§ Task objective: Pull out every line in the data below that contains the string "query". Case matters.

(Point-based annotation data)
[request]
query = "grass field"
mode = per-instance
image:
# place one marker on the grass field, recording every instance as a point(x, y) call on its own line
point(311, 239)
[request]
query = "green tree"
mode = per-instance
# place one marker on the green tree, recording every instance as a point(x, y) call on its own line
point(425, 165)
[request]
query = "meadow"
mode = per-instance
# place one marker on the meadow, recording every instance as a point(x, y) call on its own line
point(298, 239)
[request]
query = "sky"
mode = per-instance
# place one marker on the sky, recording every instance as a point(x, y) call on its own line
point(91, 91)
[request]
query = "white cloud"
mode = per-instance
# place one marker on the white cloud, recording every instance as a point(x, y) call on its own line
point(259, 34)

§ The solution:
query = "grass field"
query = "green tree"
query = "meadow"
query = "sky"
query = "white cloud"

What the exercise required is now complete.